EXERCISE AIM -
Lines from the first one down to the one containing "sofa, including partially occluded or truncated instances." in the data below are the only ones needed; please return them exactly, both ends included.

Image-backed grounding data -
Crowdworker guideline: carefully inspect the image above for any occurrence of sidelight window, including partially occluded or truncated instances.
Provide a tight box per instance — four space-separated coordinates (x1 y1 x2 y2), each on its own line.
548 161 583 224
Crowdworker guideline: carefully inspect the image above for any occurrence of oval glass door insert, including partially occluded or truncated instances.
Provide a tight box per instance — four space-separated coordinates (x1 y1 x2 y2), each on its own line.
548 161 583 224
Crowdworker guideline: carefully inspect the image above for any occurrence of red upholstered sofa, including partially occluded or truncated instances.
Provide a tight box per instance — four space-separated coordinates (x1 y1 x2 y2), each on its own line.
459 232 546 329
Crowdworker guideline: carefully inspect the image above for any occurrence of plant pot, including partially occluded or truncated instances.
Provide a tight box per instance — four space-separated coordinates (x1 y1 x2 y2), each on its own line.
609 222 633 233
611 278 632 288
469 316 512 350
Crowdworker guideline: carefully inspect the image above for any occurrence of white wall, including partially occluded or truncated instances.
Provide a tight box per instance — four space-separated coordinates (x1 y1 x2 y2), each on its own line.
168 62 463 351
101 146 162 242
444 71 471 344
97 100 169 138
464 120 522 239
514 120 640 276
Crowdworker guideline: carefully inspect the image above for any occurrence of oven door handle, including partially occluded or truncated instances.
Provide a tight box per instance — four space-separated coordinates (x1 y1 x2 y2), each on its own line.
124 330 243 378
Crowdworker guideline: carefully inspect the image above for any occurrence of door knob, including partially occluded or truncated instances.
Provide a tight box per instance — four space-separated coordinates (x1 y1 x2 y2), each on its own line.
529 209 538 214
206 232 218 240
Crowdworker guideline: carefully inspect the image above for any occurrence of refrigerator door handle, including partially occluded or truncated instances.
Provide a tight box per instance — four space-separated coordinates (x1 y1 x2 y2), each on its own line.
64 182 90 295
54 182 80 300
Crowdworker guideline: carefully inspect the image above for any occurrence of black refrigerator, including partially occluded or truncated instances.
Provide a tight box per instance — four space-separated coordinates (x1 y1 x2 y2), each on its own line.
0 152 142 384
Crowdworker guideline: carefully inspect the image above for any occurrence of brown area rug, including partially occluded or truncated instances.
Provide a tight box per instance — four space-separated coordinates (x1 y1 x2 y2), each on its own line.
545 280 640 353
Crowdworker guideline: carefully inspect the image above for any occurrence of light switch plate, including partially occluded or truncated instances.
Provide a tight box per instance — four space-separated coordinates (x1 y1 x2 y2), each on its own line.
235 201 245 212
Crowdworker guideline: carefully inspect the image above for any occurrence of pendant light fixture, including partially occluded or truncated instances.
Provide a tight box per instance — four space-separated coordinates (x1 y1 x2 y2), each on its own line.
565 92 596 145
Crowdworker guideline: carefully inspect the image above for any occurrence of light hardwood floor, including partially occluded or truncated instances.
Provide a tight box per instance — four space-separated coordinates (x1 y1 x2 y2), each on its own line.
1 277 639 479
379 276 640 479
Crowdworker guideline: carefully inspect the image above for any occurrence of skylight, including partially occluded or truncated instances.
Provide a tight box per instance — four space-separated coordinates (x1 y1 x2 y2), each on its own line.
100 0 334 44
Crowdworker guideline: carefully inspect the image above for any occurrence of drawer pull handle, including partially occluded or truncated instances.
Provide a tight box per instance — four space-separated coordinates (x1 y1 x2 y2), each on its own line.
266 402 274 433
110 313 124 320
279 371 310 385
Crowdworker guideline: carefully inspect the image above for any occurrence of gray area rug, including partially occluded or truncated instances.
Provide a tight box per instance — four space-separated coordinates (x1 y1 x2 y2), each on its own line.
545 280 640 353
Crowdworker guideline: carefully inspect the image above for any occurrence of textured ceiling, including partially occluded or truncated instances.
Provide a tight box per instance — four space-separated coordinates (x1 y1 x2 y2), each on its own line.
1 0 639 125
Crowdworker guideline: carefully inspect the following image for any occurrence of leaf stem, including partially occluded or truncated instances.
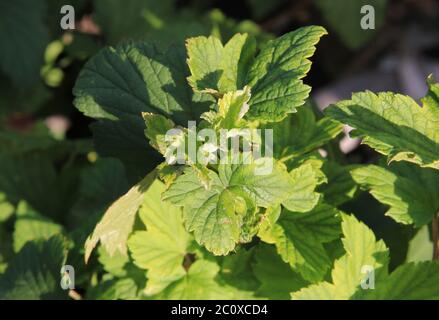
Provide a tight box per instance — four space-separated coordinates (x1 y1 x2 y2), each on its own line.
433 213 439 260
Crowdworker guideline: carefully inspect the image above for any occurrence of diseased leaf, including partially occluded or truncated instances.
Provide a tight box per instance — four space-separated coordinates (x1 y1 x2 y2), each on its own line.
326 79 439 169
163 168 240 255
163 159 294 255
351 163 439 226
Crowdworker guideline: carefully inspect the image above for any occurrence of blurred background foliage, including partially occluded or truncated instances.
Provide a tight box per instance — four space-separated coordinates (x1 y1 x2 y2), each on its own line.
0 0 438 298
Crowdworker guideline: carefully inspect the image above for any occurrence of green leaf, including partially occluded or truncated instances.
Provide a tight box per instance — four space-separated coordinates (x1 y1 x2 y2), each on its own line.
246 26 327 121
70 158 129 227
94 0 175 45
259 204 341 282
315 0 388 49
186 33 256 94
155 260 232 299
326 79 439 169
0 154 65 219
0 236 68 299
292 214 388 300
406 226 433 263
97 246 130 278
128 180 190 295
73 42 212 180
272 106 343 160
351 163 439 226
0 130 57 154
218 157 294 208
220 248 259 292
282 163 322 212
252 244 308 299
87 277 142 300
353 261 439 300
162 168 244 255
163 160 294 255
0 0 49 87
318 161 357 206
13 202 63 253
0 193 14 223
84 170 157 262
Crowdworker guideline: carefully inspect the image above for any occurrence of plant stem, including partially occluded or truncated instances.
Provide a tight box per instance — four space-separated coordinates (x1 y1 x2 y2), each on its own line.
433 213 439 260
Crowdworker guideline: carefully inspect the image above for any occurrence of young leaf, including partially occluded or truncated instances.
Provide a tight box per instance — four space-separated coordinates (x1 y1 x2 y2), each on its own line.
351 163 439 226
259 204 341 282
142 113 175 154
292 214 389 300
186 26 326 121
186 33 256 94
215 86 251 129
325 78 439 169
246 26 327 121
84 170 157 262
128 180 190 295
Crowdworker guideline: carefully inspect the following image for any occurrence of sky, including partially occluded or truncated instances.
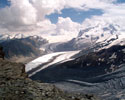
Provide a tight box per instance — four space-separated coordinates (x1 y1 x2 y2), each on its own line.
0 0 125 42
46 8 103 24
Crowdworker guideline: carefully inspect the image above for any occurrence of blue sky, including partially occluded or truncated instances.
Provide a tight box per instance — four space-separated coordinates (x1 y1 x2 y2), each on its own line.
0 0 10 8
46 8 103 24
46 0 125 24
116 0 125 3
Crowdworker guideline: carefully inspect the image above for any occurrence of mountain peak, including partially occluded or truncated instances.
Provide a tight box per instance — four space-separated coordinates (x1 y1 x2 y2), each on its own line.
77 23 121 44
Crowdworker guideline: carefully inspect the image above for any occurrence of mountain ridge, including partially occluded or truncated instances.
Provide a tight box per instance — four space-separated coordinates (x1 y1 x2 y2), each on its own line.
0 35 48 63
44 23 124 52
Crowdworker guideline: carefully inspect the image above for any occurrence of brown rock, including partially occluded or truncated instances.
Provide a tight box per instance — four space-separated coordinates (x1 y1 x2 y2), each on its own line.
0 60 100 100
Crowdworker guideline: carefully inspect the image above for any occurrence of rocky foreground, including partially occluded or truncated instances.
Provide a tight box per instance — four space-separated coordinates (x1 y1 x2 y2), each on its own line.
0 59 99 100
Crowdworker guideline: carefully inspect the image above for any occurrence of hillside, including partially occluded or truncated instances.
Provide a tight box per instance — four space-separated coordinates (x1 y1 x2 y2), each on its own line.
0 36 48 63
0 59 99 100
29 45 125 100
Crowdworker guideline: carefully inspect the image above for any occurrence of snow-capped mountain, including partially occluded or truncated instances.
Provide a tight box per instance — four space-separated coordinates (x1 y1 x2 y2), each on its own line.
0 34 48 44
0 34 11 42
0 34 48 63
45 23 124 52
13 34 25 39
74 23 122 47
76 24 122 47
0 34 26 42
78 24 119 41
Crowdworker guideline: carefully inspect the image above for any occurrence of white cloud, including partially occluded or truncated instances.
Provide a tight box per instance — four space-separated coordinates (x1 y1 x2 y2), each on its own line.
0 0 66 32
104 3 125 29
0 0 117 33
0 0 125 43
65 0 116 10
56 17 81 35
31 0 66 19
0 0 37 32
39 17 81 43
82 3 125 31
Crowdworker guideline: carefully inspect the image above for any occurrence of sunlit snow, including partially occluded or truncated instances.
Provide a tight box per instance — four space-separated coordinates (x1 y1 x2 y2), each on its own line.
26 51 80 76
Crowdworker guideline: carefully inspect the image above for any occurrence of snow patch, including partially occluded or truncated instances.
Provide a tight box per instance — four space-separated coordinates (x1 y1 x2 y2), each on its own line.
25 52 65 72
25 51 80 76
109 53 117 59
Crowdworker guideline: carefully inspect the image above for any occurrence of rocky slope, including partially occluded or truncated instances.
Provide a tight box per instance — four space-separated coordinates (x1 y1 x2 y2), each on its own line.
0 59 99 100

RESPONSE FOR THIS EXERCISE -
Crowdworker guideline: carefully inspect the image above for any occurrence of sidelight window, including partially occluded or truncated instances.
Provide a tight box per instance — four space-separated coordinates (x1 y1 x2 y2), each on its own line.
548 161 583 224
Crowdworker guideline: carefully inspect the image above for any occurrence of oval glass door insert, including partially occluded or truncated instances.
Provide a tight box per instance — four space-separated coordinates (x1 y1 x2 y2), each on its own line.
548 161 583 224
Crowdworker guideline: carefully inspect the image above for any occurrence of red upholstered sofa, including partially occluded or truncated instances.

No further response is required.